◆ Working data
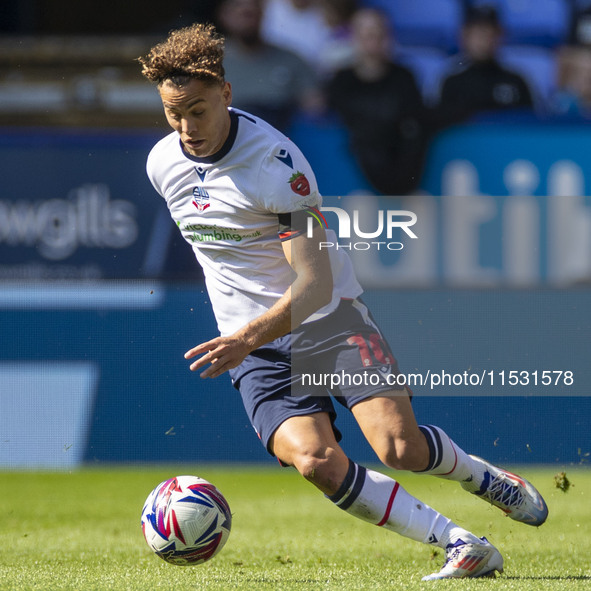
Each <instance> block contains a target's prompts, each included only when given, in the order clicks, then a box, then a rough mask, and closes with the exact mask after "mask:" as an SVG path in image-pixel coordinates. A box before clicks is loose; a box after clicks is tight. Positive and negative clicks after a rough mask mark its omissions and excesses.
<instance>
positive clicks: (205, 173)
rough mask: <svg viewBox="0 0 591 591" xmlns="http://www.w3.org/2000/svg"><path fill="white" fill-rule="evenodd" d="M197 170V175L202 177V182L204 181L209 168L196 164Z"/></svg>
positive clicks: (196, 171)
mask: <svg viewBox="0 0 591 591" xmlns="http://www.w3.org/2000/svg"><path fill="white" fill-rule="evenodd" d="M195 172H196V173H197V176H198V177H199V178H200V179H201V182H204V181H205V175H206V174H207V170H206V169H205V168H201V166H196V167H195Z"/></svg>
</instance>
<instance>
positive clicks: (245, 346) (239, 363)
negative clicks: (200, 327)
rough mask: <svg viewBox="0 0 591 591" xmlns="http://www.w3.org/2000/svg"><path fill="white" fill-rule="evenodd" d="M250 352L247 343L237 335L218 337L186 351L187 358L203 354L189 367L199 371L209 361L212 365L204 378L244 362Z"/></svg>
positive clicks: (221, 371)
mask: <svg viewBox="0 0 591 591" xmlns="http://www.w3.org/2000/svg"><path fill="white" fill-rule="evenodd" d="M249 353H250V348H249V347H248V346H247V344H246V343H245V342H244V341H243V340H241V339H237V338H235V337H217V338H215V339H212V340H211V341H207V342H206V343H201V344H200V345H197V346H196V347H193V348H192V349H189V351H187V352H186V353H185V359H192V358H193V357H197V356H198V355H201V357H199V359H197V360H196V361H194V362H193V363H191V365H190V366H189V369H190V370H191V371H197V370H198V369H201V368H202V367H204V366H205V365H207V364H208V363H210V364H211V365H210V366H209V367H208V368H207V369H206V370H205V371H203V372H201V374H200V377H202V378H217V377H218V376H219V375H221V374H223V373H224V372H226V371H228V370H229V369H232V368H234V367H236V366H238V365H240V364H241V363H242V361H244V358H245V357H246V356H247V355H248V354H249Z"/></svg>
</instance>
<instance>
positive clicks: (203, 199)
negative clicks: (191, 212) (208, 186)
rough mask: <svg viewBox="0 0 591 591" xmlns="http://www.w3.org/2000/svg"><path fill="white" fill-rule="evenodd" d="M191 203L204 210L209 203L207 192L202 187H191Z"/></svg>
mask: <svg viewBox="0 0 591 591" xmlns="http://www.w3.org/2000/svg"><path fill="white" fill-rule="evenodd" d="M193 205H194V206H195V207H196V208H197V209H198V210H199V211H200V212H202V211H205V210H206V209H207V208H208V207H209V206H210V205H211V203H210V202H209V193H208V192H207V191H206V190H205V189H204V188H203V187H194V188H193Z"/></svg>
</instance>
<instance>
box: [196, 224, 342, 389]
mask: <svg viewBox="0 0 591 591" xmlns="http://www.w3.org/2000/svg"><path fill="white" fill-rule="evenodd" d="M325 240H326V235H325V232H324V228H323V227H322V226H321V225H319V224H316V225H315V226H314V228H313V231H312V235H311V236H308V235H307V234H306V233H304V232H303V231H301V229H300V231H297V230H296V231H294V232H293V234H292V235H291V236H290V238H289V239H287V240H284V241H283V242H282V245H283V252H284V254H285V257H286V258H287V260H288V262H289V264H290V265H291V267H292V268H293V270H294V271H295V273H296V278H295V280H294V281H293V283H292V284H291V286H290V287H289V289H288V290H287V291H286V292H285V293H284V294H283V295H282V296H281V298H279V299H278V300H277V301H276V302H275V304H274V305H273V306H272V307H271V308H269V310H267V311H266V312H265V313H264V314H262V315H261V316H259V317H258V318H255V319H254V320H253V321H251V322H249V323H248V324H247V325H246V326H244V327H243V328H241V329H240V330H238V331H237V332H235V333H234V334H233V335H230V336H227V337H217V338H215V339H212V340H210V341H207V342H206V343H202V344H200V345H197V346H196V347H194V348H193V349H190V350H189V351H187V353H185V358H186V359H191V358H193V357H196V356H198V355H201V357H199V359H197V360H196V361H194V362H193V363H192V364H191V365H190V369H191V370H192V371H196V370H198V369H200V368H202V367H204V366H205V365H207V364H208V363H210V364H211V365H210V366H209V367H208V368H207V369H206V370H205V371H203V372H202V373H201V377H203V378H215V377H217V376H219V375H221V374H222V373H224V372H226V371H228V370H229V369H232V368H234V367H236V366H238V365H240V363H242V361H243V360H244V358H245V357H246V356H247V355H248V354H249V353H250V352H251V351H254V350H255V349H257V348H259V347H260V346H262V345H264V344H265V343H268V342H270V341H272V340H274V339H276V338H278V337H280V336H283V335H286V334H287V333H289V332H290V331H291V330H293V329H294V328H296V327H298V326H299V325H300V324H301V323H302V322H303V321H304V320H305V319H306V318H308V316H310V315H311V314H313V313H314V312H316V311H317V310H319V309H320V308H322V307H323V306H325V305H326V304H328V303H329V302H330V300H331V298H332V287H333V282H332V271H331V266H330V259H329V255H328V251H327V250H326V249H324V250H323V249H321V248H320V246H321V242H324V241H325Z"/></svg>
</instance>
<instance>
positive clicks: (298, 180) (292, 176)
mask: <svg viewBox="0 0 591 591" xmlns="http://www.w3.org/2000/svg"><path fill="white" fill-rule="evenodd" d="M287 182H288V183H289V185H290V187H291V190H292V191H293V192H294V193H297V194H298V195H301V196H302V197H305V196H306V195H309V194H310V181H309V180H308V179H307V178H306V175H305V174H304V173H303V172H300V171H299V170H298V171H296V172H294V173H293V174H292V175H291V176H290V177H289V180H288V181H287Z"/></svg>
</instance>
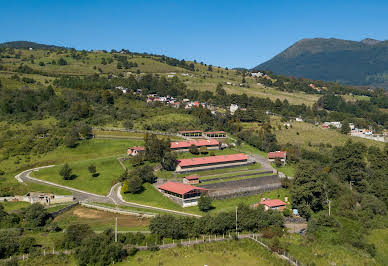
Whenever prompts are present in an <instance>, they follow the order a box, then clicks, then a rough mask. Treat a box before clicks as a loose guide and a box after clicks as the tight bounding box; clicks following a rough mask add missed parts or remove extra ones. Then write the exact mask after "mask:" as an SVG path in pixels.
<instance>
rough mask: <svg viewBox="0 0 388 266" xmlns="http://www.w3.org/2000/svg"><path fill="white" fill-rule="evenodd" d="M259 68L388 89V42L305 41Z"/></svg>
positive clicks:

◆ Activity
Your task is to copy the entries in full and exactly, without any images.

◆ Result below
Each <instance> block contains a target's prompts, each included only when given, in the order clicks, then a box, then a rough mask, and closes with the exact mask after "mask:" as an SVG path in image-pixel coordinates. A box before clicks is loose; a box after clicks is tight. Positive and negative clicks after a rough mask mark its omissions and excesses.
<instance>
positive clicks: (205, 173)
rough mask: <svg viewBox="0 0 591 591" xmlns="http://www.w3.org/2000/svg"><path fill="white" fill-rule="evenodd" d="M197 170V175L202 177V182L204 181L209 168L196 164Z"/></svg>
positive clicks: (196, 171)
mask: <svg viewBox="0 0 591 591" xmlns="http://www.w3.org/2000/svg"><path fill="white" fill-rule="evenodd" d="M195 172H196V173H197V176H198V177H199V178H200V179H201V182H204V181H205V175H206V174H207V170H206V169H205V168H201V166H196V167H195Z"/></svg>
</instance>
<instance>
positive clicks: (245, 346) (239, 363)
negative clicks: (200, 327)
rough mask: <svg viewBox="0 0 591 591" xmlns="http://www.w3.org/2000/svg"><path fill="white" fill-rule="evenodd" d="M250 352L247 343L237 335L218 337L186 351L187 358L203 354L189 367L199 371L209 361L212 365L204 378L244 362Z"/></svg>
positive clicks: (221, 371)
mask: <svg viewBox="0 0 591 591" xmlns="http://www.w3.org/2000/svg"><path fill="white" fill-rule="evenodd" d="M249 353H250V348H249V347H248V346H247V344H246V343H245V342H244V341H243V340H241V339H237V338H235V337H217V338H215V339H212V340H211V341H207V342H206V343H201V344H200V345H197V346H196V347H193V348H192V349H189V351H187V352H186V353H185V359H192V358H193V357H197V356H198V355H201V357H199V359H197V360H196V361H194V362H193V363H191V365H190V366H189V369H190V370H191V371H197V370H198V369H201V368H202V367H204V366H205V365H207V364H208V363H210V364H211V365H210V366H209V367H208V368H207V369H206V370H205V371H203V372H201V374H200V377H202V378H217V377H218V376H219V375H221V374H223V373H224V372H226V371H228V370H229V369H232V368H234V367H236V366H238V365H240V364H241V363H242V361H244V358H245V357H246V356H247V355H248V354H249Z"/></svg>
</instance>
<instance>
positive clicks: (203, 199)
negative clicks: (191, 212) (208, 186)
rough mask: <svg viewBox="0 0 591 591" xmlns="http://www.w3.org/2000/svg"><path fill="white" fill-rule="evenodd" d="M191 203L204 210L209 203L207 192L202 187H191Z"/></svg>
mask: <svg viewBox="0 0 591 591" xmlns="http://www.w3.org/2000/svg"><path fill="white" fill-rule="evenodd" d="M193 205H194V206H195V207H196V208H197V209H198V210H199V211H200V212H202V211H205V210H206V209H207V208H208V207H209V206H210V205H211V203H210V202H209V193H208V192H207V191H206V190H205V189H204V188H203V187H194V188H193Z"/></svg>
</instance>
<instance>
box: [196, 224, 342, 389]
mask: <svg viewBox="0 0 591 591" xmlns="http://www.w3.org/2000/svg"><path fill="white" fill-rule="evenodd" d="M325 240H326V235H325V232H324V228H323V227H322V226H321V225H319V224H316V225H315V226H314V228H313V231H312V235H311V236H308V235H307V234H306V233H304V232H303V231H301V229H300V231H297V230H296V231H294V232H293V234H292V235H291V236H290V238H289V239H287V240H284V241H283V242H282V245H283V252H284V254H285V257H286V258H287V260H288V262H289V264H290V265H291V267H292V268H293V270H294V271H295V273H296V278H295V280H294V281H293V283H292V284H291V286H290V287H289V289H288V290H287V291H286V292H285V293H284V294H283V295H282V296H281V298H279V299H278V300H277V301H276V302H275V304H274V305H273V306H272V307H271V308H269V310H267V311H266V312H265V313H264V314H262V315H261V316H259V317H258V318H255V319H254V320H253V321H251V322H249V323H248V324H247V325H246V326H244V327H243V328H241V329H240V330H238V331H237V332H235V333H234V334H233V335H230V336H227V337H217V338H215V339H212V340H210V341H207V342H206V343H202V344H200V345H197V346H196V347H194V348H193V349H190V350H189V351H187V353H185V358H186V359H191V358H193V357H196V356H198V355H201V357H199V359H197V360H196V361H194V362H193V363H192V364H191V365H190V369H191V370H192V371H196V370H198V369H200V368H202V367H204V366H205V365H207V364H208V363H210V364H211V365H210V366H209V367H208V368H207V369H206V370H205V371H203V372H202V373H201V377H203V378H215V377H217V376H219V375H221V374H222V373H224V372H226V371H228V370H229V369H232V368H234V367H236V366H238V365H240V363H242V361H243V360H244V358H245V357H246V356H247V355H248V354H249V353H250V352H251V351H254V350H255V349H257V348H259V347H260V346H262V345H264V344H265V343H268V342H270V341H272V340H274V339H276V338H278V337H280V336H283V335H286V334H287V333H289V332H290V331H291V330H293V329H294V328H296V327H298V326H299V325H300V324H301V323H302V322H303V321H304V320H305V319H306V318H308V316H310V315H311V314H313V313H314V312H316V311H317V310H319V309H320V308H322V307H323V306H325V305H326V304H328V303H329V302H330V300H331V298H332V287H333V282H332V271H331V266H330V259H329V255H328V251H327V250H326V249H324V250H323V249H321V248H320V246H321V242H324V241H325Z"/></svg>
</instance>
<instance>
positive clicks: (298, 180) (292, 176)
mask: <svg viewBox="0 0 591 591" xmlns="http://www.w3.org/2000/svg"><path fill="white" fill-rule="evenodd" d="M287 182H288V183H289V185H290V187H291V190H292V191H293V192H294V193H297V194H298V195H301V196H302V197H305V196H306V195H309V194H310V181H309V180H308V179H307V178H306V175H305V174H304V173H303V172H300V171H299V170H298V171H296V172H294V173H293V174H292V175H291V176H290V177H289V180H288V181H287Z"/></svg>
</instance>
Whenever prompts are present in an <instance>, they follow the order a box, then clicks, then a rough mask. Treat a box before clicks as a loose guide and a box after clicks as the tight bounding box; clicks following a rough mask add missed parts or remove extra ones. Then write the exact mask after "mask:" as an SVG path in pixels.
<instance>
rough mask: <svg viewBox="0 0 388 266" xmlns="http://www.w3.org/2000/svg"><path fill="white" fill-rule="evenodd" d="M259 68L388 89V42L305 41Z"/></svg>
positive clicks:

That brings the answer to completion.